▶ _Work instructions_:
1 - Do these statements agree with the bird care introduction? Answer yes or no for each, and quote the deciding words. (a) Birds are more intelligent than other commonly kept pets. (b) The pages are no longer being updated. (c) Feather picking is linked to a lack of regular mental and physical stimulation.
2 - Restate the bird care introduction word for word between "Little Critters Veterinary" and "on Bird Care.", inclusive.

▶ _Text block_:
· · · ·

Little Critters Veterinary Hospital1525 N Gilbert Road Suite #C-101Gilbert, AZ 85234
Bird Care Introduction
The initial information was written some time ago by exotic veterinarian, Jill M. Patt, DVM and while much of it is still very applicable to bird care in general, she is currently updating all of these pages. Keep checking back for the latest information on Bird Care.
Birds are fascinating, beautiful, incredible creatures that I have chosen to share my life with. I’ve enjoyed keeping and raising birds for as long as I can remember and they are greatly responsible for my becoming a veterinarian. While I love these critters, I also understand how difficult they can be to live with & care for properly. Before anyone acquires a pet bird they need to understand what they are getting into. Never acquire any type of pet on an impulse and especially a bird. Studies have proven that birds are much more intelligent than our other commonly kept pets and they also are very long lived. These two factors often contribute to some of the problems we see in avian veterinary medicine. Because birds are so intelligent, they need regular mental and physical stimulation and lack of this commonly leads to behavioral disorders such as feather picking and skin mutilation. Their intelligence can also get them into trouble. As an example, it is not uncommon for a bird to learn that when they scream the owner comes to the cage and they quickly become attention yellers. Also, because they often live for decades on very poor diets, we regularly see diseases associated with severe malnutrition. Therefore, I encourage anyone considering acquiring a bird to become thoroughly educated in the needs of the bird prior to bringing your feathered friend home.

· · · ·

▶ _Material shown_:
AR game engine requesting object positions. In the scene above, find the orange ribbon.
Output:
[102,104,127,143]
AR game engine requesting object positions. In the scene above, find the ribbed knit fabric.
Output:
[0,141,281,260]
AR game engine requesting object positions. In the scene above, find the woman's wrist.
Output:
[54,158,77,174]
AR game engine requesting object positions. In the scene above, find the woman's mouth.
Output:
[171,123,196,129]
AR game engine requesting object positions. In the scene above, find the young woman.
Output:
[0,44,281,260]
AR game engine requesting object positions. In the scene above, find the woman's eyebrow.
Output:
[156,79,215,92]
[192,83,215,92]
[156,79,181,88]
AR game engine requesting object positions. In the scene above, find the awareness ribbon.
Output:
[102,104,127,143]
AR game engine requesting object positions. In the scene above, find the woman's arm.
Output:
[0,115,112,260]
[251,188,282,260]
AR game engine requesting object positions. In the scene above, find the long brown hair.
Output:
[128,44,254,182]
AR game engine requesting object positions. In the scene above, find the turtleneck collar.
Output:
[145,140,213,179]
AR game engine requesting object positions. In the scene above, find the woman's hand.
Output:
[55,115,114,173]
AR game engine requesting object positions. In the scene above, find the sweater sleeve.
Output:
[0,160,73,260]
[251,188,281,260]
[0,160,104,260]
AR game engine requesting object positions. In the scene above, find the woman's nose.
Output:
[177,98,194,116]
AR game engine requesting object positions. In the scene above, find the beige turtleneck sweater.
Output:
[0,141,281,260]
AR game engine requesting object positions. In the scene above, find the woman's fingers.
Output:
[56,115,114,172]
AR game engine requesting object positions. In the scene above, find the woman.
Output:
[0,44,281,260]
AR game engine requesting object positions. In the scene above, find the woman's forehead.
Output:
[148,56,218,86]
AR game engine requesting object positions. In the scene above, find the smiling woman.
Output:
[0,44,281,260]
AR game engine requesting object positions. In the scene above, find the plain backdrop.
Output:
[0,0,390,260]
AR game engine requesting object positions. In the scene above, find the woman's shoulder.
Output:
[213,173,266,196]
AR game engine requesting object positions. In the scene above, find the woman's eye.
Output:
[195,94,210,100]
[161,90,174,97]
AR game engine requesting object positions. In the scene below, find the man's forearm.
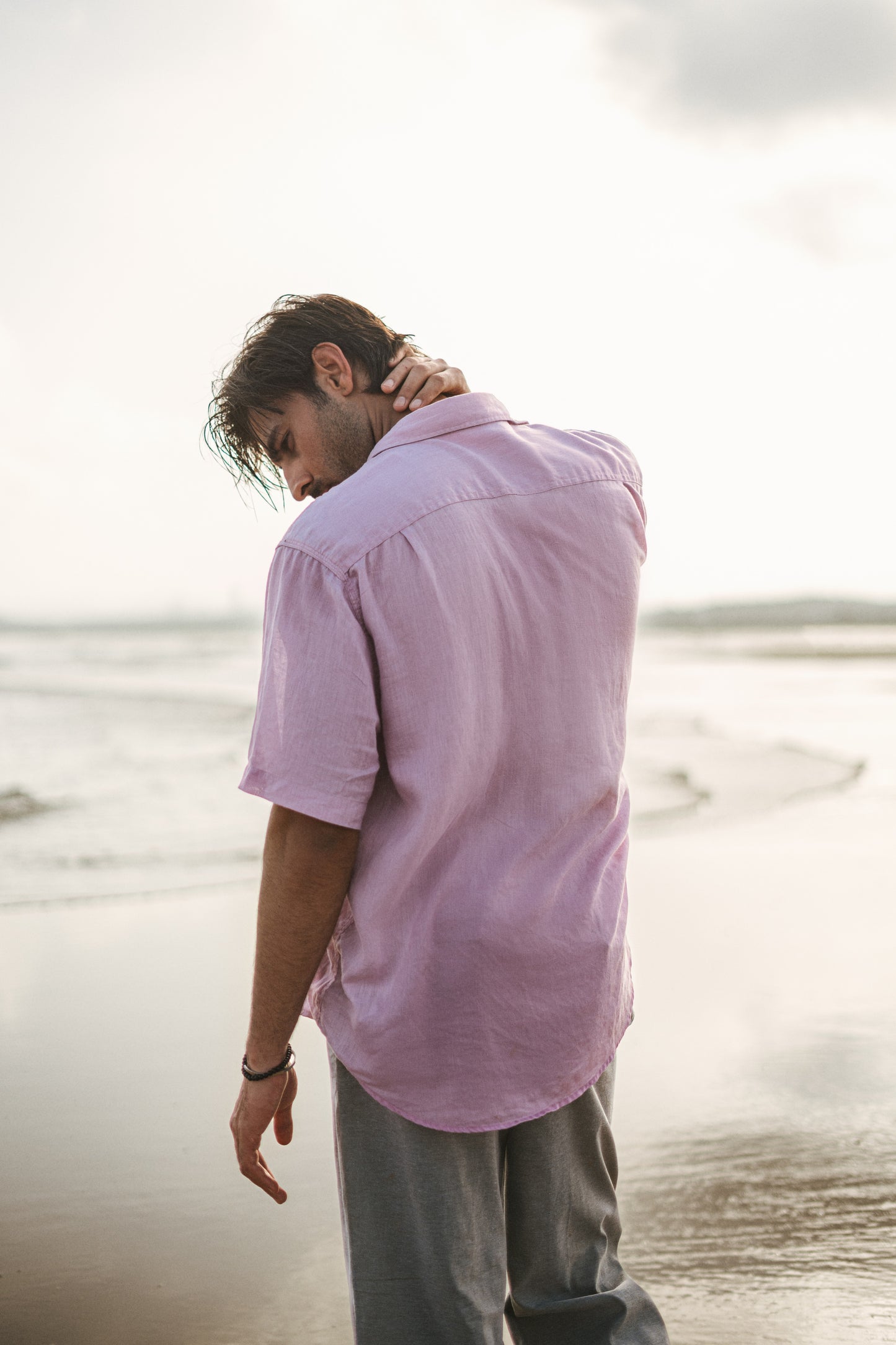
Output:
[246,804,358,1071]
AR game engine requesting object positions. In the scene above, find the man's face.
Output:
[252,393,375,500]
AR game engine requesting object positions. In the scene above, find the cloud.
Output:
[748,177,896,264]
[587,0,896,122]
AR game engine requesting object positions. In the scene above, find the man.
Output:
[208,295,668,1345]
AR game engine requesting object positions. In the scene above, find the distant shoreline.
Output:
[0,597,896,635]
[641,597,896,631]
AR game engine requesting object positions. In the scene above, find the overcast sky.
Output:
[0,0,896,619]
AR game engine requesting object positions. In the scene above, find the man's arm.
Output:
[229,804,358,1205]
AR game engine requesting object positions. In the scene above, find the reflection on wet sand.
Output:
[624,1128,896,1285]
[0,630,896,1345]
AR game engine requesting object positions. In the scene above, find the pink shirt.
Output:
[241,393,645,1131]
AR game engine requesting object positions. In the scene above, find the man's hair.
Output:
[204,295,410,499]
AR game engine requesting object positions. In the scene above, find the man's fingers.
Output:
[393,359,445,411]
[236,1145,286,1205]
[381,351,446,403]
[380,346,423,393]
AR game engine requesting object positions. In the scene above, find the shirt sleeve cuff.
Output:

· · · ·

▶ _Answers_:
1 -
(a) Yes: "Studies have proven that birds are much more intelligent than our other commonly kept pets"
(b) No: "she is currently updating all of these pages"
(c) Yes: "they need regular mental and physical stimulation and lack of this commonly leads to behavioral disorders such as feather picking and skin mutilation"

2 -
Little Critters Veterinary Hospital1525 N Gilbert Road Suite #C-101Gilbert, AZ 85234
Bird Care Introduction
The initial information was written some time ago by exotic veterinarian, Jill M. Patt, DVM and while much of it is still very applicable to bird care in general, she is currently updating all of these pages. Keep checking back for the latest information on Bird Care.